◆ **WORK INSTRUCTION**
Lay out the data lines from the one containing "</instance>" through the one containing "rough mask: <svg", inclusive, as a JSON list of strings with one string per line and any blank lines omitted.

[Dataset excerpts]
--*--

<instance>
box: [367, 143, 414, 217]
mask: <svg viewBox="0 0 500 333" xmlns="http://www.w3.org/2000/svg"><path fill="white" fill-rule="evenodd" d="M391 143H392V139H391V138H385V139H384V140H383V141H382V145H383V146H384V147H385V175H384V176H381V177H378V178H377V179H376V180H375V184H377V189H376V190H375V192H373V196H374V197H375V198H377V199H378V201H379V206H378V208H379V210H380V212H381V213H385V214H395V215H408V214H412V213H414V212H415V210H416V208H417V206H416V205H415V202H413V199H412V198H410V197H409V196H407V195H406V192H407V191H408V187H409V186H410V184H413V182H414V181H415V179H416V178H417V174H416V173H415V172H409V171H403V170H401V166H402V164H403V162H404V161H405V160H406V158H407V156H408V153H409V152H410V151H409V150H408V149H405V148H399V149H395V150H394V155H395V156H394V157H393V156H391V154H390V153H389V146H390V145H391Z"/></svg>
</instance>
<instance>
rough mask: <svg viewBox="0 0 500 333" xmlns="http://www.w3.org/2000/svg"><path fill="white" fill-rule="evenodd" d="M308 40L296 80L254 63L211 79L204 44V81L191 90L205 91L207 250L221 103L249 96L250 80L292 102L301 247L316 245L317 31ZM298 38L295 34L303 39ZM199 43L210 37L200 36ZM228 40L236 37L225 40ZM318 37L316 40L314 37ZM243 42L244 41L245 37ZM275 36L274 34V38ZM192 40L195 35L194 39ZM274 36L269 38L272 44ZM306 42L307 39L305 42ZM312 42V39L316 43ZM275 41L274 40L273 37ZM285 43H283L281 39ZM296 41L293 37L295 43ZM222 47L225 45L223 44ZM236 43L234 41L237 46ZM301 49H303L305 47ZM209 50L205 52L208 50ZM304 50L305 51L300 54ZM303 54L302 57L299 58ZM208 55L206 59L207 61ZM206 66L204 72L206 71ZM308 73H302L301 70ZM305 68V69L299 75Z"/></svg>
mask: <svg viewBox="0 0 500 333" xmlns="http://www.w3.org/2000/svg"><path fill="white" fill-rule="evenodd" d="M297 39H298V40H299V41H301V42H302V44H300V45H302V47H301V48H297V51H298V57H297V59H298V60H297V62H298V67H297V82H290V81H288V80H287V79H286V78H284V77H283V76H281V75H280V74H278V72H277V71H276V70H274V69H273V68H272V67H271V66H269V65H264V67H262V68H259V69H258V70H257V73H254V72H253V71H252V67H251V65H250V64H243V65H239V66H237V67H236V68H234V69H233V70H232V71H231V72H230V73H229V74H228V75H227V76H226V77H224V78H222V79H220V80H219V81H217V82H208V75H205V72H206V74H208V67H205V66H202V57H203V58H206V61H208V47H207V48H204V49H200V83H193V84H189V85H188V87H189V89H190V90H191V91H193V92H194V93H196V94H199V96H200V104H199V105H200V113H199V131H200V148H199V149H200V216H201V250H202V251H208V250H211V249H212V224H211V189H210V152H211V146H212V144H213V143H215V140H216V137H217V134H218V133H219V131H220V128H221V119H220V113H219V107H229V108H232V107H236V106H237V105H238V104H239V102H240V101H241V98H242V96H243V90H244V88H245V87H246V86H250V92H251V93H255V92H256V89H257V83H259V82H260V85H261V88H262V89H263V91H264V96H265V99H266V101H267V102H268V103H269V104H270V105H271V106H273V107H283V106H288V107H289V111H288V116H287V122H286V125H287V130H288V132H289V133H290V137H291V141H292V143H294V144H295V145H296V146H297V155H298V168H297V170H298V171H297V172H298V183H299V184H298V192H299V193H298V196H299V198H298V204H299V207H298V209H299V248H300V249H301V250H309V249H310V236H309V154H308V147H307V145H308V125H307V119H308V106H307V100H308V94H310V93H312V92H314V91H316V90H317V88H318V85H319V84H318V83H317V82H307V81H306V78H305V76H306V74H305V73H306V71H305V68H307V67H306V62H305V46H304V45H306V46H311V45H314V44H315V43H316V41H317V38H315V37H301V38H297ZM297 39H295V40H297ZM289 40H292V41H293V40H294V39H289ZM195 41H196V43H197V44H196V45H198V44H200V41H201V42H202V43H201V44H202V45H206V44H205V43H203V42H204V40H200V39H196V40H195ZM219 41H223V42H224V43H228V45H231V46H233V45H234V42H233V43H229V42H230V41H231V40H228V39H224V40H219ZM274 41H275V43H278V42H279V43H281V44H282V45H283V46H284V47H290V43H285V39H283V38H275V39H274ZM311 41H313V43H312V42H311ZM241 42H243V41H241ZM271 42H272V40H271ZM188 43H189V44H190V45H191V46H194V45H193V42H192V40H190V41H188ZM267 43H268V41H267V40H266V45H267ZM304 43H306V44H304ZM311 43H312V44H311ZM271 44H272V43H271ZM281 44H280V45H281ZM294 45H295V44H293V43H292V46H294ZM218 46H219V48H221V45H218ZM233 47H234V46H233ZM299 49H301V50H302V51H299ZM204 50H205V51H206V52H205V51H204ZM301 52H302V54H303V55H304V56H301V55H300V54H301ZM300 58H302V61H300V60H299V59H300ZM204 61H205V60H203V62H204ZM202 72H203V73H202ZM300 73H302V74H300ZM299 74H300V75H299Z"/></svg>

--*--

◆ **PROBLEM SOLUTION**
[
  "</instance>",
  "<instance>",
  "rough mask: <svg viewBox=\"0 0 500 333\" xmlns=\"http://www.w3.org/2000/svg\"><path fill=\"white\" fill-rule=\"evenodd\" d=\"M308 40L296 80L254 63L211 79L204 44V81L191 90L205 91L207 250L221 103L249 96L250 80L292 102L301 247L316 245L317 31ZM298 38L295 34L303 39ZM199 43L210 37L200 36ZM228 40L236 37L225 40ZM318 37L316 40L314 37ZM243 42L244 41L245 37ZM275 36L274 34V38ZM192 40L195 35L194 39ZM274 36L269 38L272 44ZM306 42L307 39L305 42ZM312 42V39L316 43ZM275 41L274 40L273 37ZM285 43H283L281 39ZM296 41L293 37L295 43ZM222 47L225 45L223 44ZM236 43L234 41L237 46ZM301 49H303L305 47ZM209 50L205 52L208 50ZM304 50L305 51L300 54ZM303 54L302 57L299 58ZM208 55L206 59L207 61ZM206 66L204 72L206 71ZM308 73H302L301 70ZM305 68V69L299 75Z\"/></svg>"
]